━━━ Extract to read ━━━

Cell division analysis revealed a significantly suppressed proliferation of CFSE-labeled CD8+/NKG2D + cells when these were co-cultured with γδTreg cells (p < 0.05) (Fig. 6A), highlighting the potent immunoinhibitory activity of the latter. We refined our ex vivo immunocyte-HF co-culture model (27) to incorporate varying numbers of γδTregs in co-culture with HFs and CD8+/NKG2D + T cells. This enabled us to determine the optimal amount of γδTregs necessary to effectively inhibit the induction of AA hallmark features ex vivo and showed that co-culturing HFs and CD8 + T cells with 500 γδTregs per well was most effective in suppressing the transition of anagen HFs into catagen (Fig. 6B). When γδTregs alone were co-cultured with HFs, as expected, there was no induction of the AA-associated "danger" signals, CD1d and MICA/B (Fig. 7A-D) [27], and the expression levels of αMSH and TGF-β1 (Fig. 7F-G), and hair matrix proliferation and apoptosis were unaltered (Fig. 7E) compared to control HFs.
When HFs were co-cultured with both γδTregs and CD8 + T cells, the typically observed premature catagen induction by CD8+/NKG2D + cells [27] was significantly suppressed (Fig. 6B). In addition, γδTregs effectively countered the CD8 + T cell-induced HF-IP collapse, as gauged by the low level of HLA-ABC and HLA-DR protein expression in the HF epithelium of anagen HFs (Fig. 7A and B) [27, 82, 83]. Moreover, co-culture with autologous γδTregs also significantly reduced the AA-associated HF overexpression of “danger” signals like CD1d and MICA/B (Fig. 7C and D). Furthermore, there was a marked increase in the proliferation and reduced apoptosis of hair matrix keratinocytes (Fig. 7E) as well as enhanced expression of the HF IP guardians, α-MSH and TGF-β1 in the outer root sheath (Fig. 7F and G).

━━━

# Tasks for this exercise:
**1)** In the passage on γδTregs and hair follicles, rewrite the part starting with "When HFs were" and going on through "(Fig. 7F and G).", changing "γδTregs" to "regulatory γδ T cells".
**2)** Summarize the passage on γδTregs and hair follicles in two sentences.
**3)** Pick up the passage on γδTregs and hair follicles after its final sentence and carry it forward.
The lines that come next are separate material and have no connection to the passage on γδTregs and hair follicles.

━━━ Given information ━━━

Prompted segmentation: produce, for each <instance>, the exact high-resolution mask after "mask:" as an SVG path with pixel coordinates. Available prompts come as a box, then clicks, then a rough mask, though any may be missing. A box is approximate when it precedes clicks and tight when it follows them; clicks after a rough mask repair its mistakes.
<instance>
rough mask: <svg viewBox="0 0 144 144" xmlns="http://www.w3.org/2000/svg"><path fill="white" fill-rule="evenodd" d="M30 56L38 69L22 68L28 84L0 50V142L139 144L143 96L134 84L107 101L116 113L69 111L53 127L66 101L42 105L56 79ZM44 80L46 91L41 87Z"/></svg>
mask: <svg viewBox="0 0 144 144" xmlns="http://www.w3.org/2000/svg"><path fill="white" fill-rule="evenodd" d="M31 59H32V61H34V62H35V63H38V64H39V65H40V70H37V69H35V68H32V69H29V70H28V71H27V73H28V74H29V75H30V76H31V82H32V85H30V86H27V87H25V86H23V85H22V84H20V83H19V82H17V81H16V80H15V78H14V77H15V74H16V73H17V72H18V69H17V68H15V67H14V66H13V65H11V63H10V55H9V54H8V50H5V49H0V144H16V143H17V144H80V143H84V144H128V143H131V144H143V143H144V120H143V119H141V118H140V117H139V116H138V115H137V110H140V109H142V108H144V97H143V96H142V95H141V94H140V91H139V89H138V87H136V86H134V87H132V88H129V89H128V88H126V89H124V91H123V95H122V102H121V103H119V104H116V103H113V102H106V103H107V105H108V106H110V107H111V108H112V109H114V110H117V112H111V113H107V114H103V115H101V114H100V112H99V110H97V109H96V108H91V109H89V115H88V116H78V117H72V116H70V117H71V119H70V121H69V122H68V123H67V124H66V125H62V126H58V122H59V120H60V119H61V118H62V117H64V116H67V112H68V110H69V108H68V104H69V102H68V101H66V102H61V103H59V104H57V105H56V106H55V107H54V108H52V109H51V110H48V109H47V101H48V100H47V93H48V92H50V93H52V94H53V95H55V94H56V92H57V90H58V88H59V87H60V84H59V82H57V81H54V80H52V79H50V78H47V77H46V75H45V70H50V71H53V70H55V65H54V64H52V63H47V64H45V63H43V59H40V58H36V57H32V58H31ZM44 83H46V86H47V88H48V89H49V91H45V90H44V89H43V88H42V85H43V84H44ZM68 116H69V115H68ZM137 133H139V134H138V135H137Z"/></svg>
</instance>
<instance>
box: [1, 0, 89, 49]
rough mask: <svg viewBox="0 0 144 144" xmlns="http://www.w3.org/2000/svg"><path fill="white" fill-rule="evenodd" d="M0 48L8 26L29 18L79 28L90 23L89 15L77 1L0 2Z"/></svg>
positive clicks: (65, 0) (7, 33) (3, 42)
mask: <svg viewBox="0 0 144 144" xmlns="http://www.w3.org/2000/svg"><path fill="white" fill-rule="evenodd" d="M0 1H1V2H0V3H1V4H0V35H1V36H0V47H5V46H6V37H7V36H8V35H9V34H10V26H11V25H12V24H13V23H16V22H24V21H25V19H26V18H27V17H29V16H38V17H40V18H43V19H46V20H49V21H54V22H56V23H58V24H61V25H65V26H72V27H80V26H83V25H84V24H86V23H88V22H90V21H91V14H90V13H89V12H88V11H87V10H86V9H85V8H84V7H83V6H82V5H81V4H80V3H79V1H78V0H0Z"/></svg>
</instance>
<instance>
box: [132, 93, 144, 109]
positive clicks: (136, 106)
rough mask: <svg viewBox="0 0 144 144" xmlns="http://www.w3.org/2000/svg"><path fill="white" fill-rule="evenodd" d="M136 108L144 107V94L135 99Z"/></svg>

━━━

# Solved tasks:
**1)**
When HFs were co-cultured with both regulatory γδ T cells and CD8 + T cells, the typically observed premature catagen induction by CD8+/NKG2D + cells [27] was significantly suppressed (Fig. 6B). In addition, regulatory γδ T cells effectively countered the CD8 + T cell-induced HF-IP collapse, as gauged by the low level of HLA-ABC and HLA-DR protein expression in the HF epithelium of anagen HFs (Fig. 7A and B) [27, 82, 83]. Moreover, co-culture with autologous regulatory γδ T cells also significantly reduced the AA-associated HF overexpression of “danger” signals like CD1d and MICA/B (Fig. 7C and D). Furthermore, there was a marked increase in the proliferation and reduced apoptosis of hair matrix keratinocytes (Fig. 7E) as well as enhanced expression of the HF IP guardians, α-MSH and TGF-β1 in the outer root sheath (Fig. 7F and G).

**2)** γδTregs suppressed the proliferation of CD8+/NKG2D+ cells, 500 γδTregs per well worked best at keeping anagen hair follicles from moving into catagen, and γδTregs alone left hair follicles unchanged compared with controls. When hair follicles were co-cultured with both γδTregs and CD8+ T cells, the γδTregs suppressed premature catagen, countered HF-IP collapse, reduced CD1d and MICA/B overexpression, raised hair matrix proliferation while lowering apoptosis, and enhanced α-MSH and TGF-β1 expression.

**3)**
These HF co-culture data functionally confirm the potency of γδTregs in suppressing AA-like HF damage caused by CD8+/NKG2D + even under reductionist ex vivo conditions.
γδTregs prevent catagen induction in "stressed" HFs by secreting IL-10 and TGF-β1
Finally, we explored by FACS analysis in this co-culture model whether γδTregs exert the above HF-protective effects primarily by the secretion of immunoinhibitory mediators. Analysis of cells derived from the co-culture of γδTregs with "stressed" HFs showed a significant elevation in intracellular IL-10 and TGF-β1 levels after 6 days of HF co-culture with Vδ2 + γδTregs, compared to CD8+/NKG2D + and γδT cells (Fig. 8A). When HFs were co-cultured with CD8+/NKG2D + alone, the percentage of premature catagen HFs was significantly reduced when IL-10, TGF-β1, or both were added to the culture medium (Fig. 8B).
This is in line with the concept that, if γδTregs secrete IL-10 and/or TGF-β1, as expected from previous work [99, 103, 104], this is likely to exert HF-protective effects. Indeed, ELISA analysis showed a significant increase in TGF-β1 (Fig. 8C) and IL-10 levels (Fig. 8D) in the supernatant of HFs co-cultured with γδTregs and CD8+/NKG2D + T cells compared to controls.
Conversely, there was a significant reduction in the supernatant level of IFNγ the key pathogenic cytokine in AA (105) in HFs that had been co-cultured with both γδTregs and CD8+/NKG2D + T cells (Fig. 8E).